──────── EXTRACT TO READ ────────

Design/methodology/approach
Qualitative and quantitative techniques were used to construct an instrument that measures the presence and influence of entrepreneurial behavior triggers. The concept of triggering events was explored with 14 founding entrepreneurs. Themes emerged from this enquiry process which informed the development of four primary entrepreneurial triggering events. Over 600 entrepreneurs participated in the study. Exploratory factor analysis was used to identify dimensions of entrepreneurial triggers and was tested using confirmatory factor analysis.
Findings
Entrepreneurs perceive that personal fulfillment and job dissatisfaction serve as two significant trigger events which will lead individuals to engage in entrepreneurial behaviors. This research supports theorizing that suggests entrepreneurial trigger events have influence in motivating individuals to act upon entrepreneurial intentions and some trigger events may have more influence toward behavior than others.
Research limitations/implications
This research is subject to multiple limitations. Trigger events were limited to those identified in literature and the interviews. Most entrepreneurs participating in this study were from a limited geographic region. The entrepreneurs in this study reported their triggering event based on their memory which could have been affected by inaccurate recall or memory bias. No attempt has been made to model the comparative effects of the different variables on entrepreneurial outcomes. Finally, the entrepreneurial trigger event instrument did not measure the participant's demographics or psychographics which could have played a role in the influence of reported trigger event.
Practical implications
This study extends previous research that trigger events serve as catalysts for entrepreneurial behavior. Findings support the premise that different types of triggers have different levels of influence as antecedents of entrepreneurial behavior. Specifically, positive, negative, internal and external entrepreneurial triggering events were explicated. The Entrepreneurial Trigger Event Scale created to facilitate this study enables researchers to explore the effects of types and perceived influences of precipitating trigger events on the intentions of the individual that result in entrepreneurial behavior. The optimized instrument further expanded Shapero's (1975) proposed theory of the origins of entrepreneurial behavior.

────────

*LIST OF TASKS*:
[1] Please quote the stretch of the abstract on entrepreneurial trigger events from "Research limitations/implications" through "reported trigger event.".
[2] Answer these questions from the abstract on entrepreneurial trigger events:
(a) How many founding entrepreneurs explored the concept of triggering events?
(b) Which two trigger events do entrepreneurs perceive as significant?
(c) Whose 1975 theory of the origins of entrepreneurial behavior did the optimized instrument expand?
[3] Write a continuation of the abstract on entrepreneurial trigger events, picking up after its final sentence.

──────── STUDY MATERIAL ────────

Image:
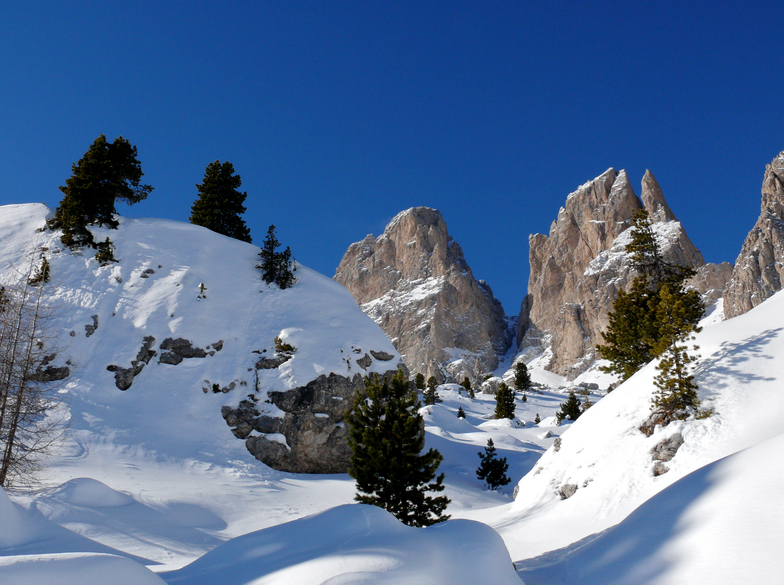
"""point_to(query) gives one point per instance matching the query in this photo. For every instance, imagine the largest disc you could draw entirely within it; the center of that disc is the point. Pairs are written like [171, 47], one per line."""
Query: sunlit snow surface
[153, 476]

────────
──────── STUDY MATERIAL ────────

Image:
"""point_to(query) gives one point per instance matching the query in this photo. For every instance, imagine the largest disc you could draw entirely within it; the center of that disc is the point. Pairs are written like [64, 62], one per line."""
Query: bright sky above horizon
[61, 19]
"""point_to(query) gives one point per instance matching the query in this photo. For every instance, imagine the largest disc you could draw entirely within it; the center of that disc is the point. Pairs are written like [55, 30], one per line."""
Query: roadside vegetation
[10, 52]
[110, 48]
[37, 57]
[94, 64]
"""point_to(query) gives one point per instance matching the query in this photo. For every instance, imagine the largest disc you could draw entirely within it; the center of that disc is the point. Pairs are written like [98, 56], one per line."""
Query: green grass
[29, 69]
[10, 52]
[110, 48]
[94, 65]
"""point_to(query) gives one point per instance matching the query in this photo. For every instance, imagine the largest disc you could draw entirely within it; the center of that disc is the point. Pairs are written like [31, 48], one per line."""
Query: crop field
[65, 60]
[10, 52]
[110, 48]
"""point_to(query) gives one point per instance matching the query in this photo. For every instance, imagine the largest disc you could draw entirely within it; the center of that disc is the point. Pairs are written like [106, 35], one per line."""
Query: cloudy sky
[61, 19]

────────
──────── STUDY MATERIAL ────────

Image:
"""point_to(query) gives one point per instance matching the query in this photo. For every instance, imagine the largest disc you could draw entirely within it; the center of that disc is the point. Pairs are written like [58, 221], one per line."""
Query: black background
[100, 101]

────────

*ANSWERS BELOW*:
[1]
Research limitations/implications
This research is subject to multiple limitations. Trigger events were limited to those identified in literature and the interviews. Most entrepreneurs participating in this study were from a limited geographic region. The entrepreneurs in this study reported their triggering event based on their memory which could have been affected by inaccurate recall or memory bias. No attempt has been made to model the comparative effects of the different variables on entrepreneurial outcomes. Finally, the entrepreneurial trigger event instrument did not measure the participant's demographics or psychographics which could have played a role in the influence of reported trigger event.

[2]
(a) 14
(b) Personal fulfillment and job dissatisfaction
(c) Shapero's

[3]
Social implications
The development of a scale provides researchers with the opportunity to include the influence of entrepreneurial trigger events, as perceived by entrepreneurs, in future testable models. Entrepreneurial development organizations can use the knowledge to assist in understanding when potential entrepreneurs may act upon entrepreneurial intentions. Information gained can have significant implications for understanding the initiation of entrepreneurial behavior, entity establishment and business growth.
Originality/value
This research responds to a call for investigation into the influence of entrepreneurial trigger events on a person's decision to act upon entrepreneurial intentions. It is an early attempt to conceptualize a relevant construct of entrepreneurial trigger event influence and to develop a scale for use in empirical testing. It is distinguished by using planned behaviors, push and pull, motivation and drive reduction theories. These theories are applied to the perceptions of successful entrepreneurs to develop a construct and validate it.